• DOCUMENT EXTRACT:
I would like to copy this post to use as a company Logo... :laughing:


----------



## olligator (Nov 23, 2007)

Wow, I'm gone a couple of months and we've repeated the pricing threads ad-nauseum. Again. WTF is right!

I personally find the pricing threads great entertainment. When I have time to jump back on CT anymore, I actively seek out pricing threads just so I can get in before the lock. Just because. Ok and it's also because I have this crazy visual of someone sitting at a computer crying like a little b**tch because they read on the interwebs that they're mentally challenged 12 year-olds in rs's answer to "How do I wire [insert switch type here]" posts.

Un-f-ing-believable. The pussification of America has finally infiltrated one of the few remaining bastions of internet manliness. Here. Have some cheese with that whine people.

...








...



Damn I miss CT! :laughing:


----------



## Oconomowoc (Oct 13, 2011)

olligator said:


> Wow, I'm gone a couple of months and we've repeated the pricing threads ad-nauseum. Again. WTF is right!
> 
> I personally find the pricing threads great entertainment. When I have time to jump back on CT anymore, I actively seek out pricing threads just so I can get in before the lock. Just because. Ok and it's also because I have this crazy visual of someone sitting at a computer crying like a little b**tch because they read on the interwebs that they're mentally challenged 12 year-olds in rs's answer to "How do I wire [insert switch type here]" posts.
> 
> ...


Sounds like your whining


----------



## olligator (Nov 23, 2007)

Oconomowoc said:


> Sounds like your whining


 Ya got me there. 

Please mail me some of your great Wisconsin cheese to put on my Cuban sandwich to go with my whine. :thumbsup:

I don't think there's any comment on this particular thread that couldn't be considered whining if viewed in the right context. Still, I find it amusing anyone gets bent out of shape if they get curb-stomped on an internet forum. I feel like if a person can't take the heat then they should get out of the kitchen. Gotta have thick skin in our line of work.


----------



## Oconomowoc (Oct 13, 2011)

olligator said:


> Ya got me there.
> 
> Please mail me some of your great Wisconsin cheese to put on my Cuban sandwich to go with my whine. :thumbsup:
> 
> I don't think there's any comment on this particular thread that couldn't be considered whining if viewed in the right context. Still, I find it amusing anyone gets bent out of shape if they get curb-stomped on an internet forum. I feel like if a person can't take the heat then they should get out of the kitchen. Gotta have thick skin in our line of work.


:laughing:


----------



## Acres (Feb 12, 2011)

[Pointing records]
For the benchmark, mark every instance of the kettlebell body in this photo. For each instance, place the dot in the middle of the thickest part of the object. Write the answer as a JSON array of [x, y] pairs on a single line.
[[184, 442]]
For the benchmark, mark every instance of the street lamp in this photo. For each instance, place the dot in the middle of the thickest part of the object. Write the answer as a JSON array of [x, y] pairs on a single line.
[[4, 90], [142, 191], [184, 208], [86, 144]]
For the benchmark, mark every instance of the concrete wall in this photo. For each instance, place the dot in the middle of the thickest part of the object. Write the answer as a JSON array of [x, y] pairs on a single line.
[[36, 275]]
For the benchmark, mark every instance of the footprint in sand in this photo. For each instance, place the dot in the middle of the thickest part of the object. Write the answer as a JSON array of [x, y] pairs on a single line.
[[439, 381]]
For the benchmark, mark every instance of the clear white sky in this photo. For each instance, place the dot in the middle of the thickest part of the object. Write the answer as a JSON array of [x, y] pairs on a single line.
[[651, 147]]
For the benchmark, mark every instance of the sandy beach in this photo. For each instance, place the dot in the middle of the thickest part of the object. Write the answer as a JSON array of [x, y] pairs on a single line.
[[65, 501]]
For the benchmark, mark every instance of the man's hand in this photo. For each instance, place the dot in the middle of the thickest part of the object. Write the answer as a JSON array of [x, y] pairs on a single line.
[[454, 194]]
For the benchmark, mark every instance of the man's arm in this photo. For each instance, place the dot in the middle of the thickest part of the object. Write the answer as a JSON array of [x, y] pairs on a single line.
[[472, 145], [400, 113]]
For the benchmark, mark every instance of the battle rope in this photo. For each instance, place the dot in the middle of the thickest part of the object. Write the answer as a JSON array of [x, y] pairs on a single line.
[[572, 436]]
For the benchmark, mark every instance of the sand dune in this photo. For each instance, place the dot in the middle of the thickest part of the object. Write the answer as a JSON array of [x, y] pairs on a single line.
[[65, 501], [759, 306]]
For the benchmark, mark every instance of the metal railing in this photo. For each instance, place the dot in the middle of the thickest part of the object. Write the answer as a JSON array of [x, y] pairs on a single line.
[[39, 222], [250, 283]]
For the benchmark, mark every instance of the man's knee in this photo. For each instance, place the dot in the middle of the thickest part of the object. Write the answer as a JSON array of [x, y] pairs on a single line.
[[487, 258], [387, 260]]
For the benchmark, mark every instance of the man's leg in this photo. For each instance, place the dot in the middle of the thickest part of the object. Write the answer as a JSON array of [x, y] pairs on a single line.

• REQUIRED TASKS:
1 > In the forum thread, what does olligator ask Oconomowoc to mail?
2 > Repeat the part of the forum thread that starts at the words "Un-f-ing-believable. The pussification" and stops after the words "that whine people.".
The rows aren't needed for anything here.

• REPLIES:
1 > Some of Oconomowoc's great Wisconsin cheese, to put on olligator's Cuban sandwich.

2 >
Un-f-ing-believable. The pussification of America has finally infiltrated one of the few remaining bastions of internet manliness. Here. Have some cheese with that whine people.